◆ **Извлечённый текст**
Девочка, работающая на радио, получает по 400-500 тысяч в месяц. Однокашница, попавшая в банк, первая красавица их курса, получает вместе с ежемесячными премиальными 700 тысяч и всякие там бытовые бесплатные услуги: транспорт, обед, лечебные. В школе таких денег не зарабатывает даже заслуженная учительница России, ведущая полторы ставки.
– Конечно, семьдесят тысяч за месяц квалифицированного труда – это очень мало, – сказал при встрече с учителями глава районной администрации, – но ведь вы получаете их за восемнадцать часов работы в неделю, а я работаю по двенадцать часов ежедневно, так что за свой час работы мы получаем с вами одинаковую плату.
Горько это было слышать, особенно молодым: ведь на подготовку к каждому из восемнадцати учебных часов они затрачивают три-четыре часа своего времени. Да что там три-четыре часа? Весь день, круглые сутки учительской жизни – одна беспрерывная подготовка к новому уроку.

◆ **Исходные записи**
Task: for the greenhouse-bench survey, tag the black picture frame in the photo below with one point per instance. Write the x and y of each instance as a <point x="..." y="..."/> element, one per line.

...

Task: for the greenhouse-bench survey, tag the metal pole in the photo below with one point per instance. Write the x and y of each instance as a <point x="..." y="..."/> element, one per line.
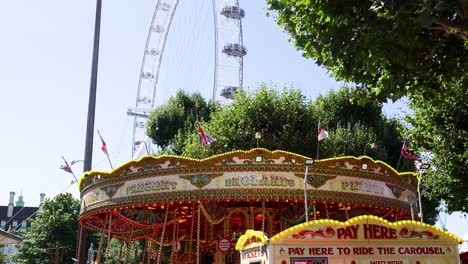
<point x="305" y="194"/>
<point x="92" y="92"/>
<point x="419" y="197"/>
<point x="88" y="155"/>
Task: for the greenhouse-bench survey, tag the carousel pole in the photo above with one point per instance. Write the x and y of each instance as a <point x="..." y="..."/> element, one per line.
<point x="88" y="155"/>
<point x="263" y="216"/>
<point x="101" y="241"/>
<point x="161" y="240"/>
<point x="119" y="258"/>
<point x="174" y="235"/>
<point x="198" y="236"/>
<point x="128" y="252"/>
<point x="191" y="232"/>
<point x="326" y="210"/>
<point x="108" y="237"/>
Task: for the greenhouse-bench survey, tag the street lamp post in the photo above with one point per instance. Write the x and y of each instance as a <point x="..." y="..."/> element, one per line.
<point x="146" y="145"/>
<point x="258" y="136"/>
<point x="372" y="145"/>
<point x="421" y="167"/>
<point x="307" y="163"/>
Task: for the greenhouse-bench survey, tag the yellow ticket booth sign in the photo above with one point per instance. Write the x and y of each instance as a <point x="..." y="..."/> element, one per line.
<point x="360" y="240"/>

...

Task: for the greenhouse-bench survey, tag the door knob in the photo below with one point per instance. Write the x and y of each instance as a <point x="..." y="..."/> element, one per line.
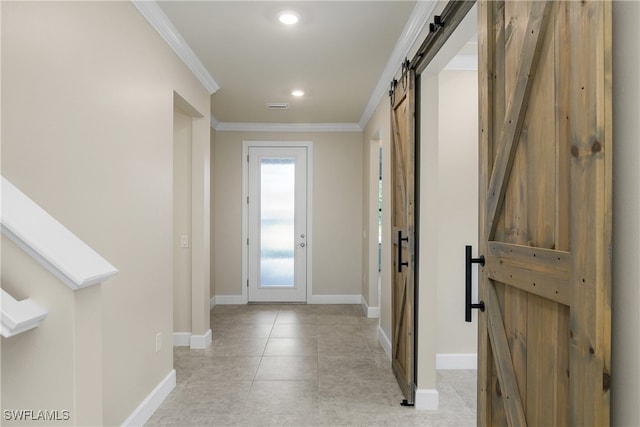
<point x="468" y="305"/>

◆ **Задания**
1. Перескажите текст о зарплате учителей в двух предложениях.
2. Сколько часов ежедневно, по его словам, работает глава районной администрации в тексте о зарплате учителей?
3. Продолжите текст о зарплате учителей после его последнего предложения.

◆ **Ответы по порядку**
1. Девушка на радио получает 400–500 тысяч в месяц, её однокашница в банке вместе с премиальными получает 700 тысяч, а в школе таких денег не зарабатывает даже заслуженная учительница России на полутора ставках. Глава районной администрации заявил учителям, что за час работы они получают с ним одинаковую плату, но молодым учителям было горько это слышать: на подготовку к каждому уроку они тратят три-четыре часа, и вся учительская жизнь для них — беспрерывная подготовка.

2. Двенадцать часов.

3.
Нередко молодых в школе ругают: апатичны, ленивы, самонадеянны, невежественны. Чего только не услышишь от иной шестидесятилетней учительницы, научный и педагогический багаж которой мог бы позволить ей самой уже писать учебники, а не только планы к урокам. “Молодые ничего не хотят”, – слышно чаще всего среди других упреков там, где начинающий учитель предоставлен сам себе и всем своим многочисленным стрессам и бедам. Ничего не хотят? Да не есть ли это тревожный признак того, что человек оказался в отчаянии, в плену той обиды и душевной боли, из которой не видит выхода, избавления?!
Конечно, молодым всегда трудно: нет знания жизни, нет материальных средств, опыта, связей, зачастую нет и квартиры, зимней одежды (девочка из банка купила своей маме сапоги за четыреста тысяч – устойчивые, теплые, как раз для Сибири, а ее однокашнице – учительнице самой сапоги покупают родственники, потому что деньги на них она и за год не заработает), но особенно трудно, когда они чувствуют свое подвижничество ненужным, невостребованным, неоцененным.
Конечно, многие школы ищут самостоятельный выход: в одной, например, доплачивают молодым за “переполненность” класса (из-за нехватки учителей и кабинетов приходится набирать в класс куда больше “законных” двадцати пяти человек), в другой – молодых обеспечивают бесплатными проездными билетами, в третьей – у каждого молодого педагога есть свой наставник, который помогает ему не только в решении педагогических, но и бытовых, правовых проблем, выступая как бы посредником между администрацией и начинающим учителем, не всегда признающимся в своих нуждах.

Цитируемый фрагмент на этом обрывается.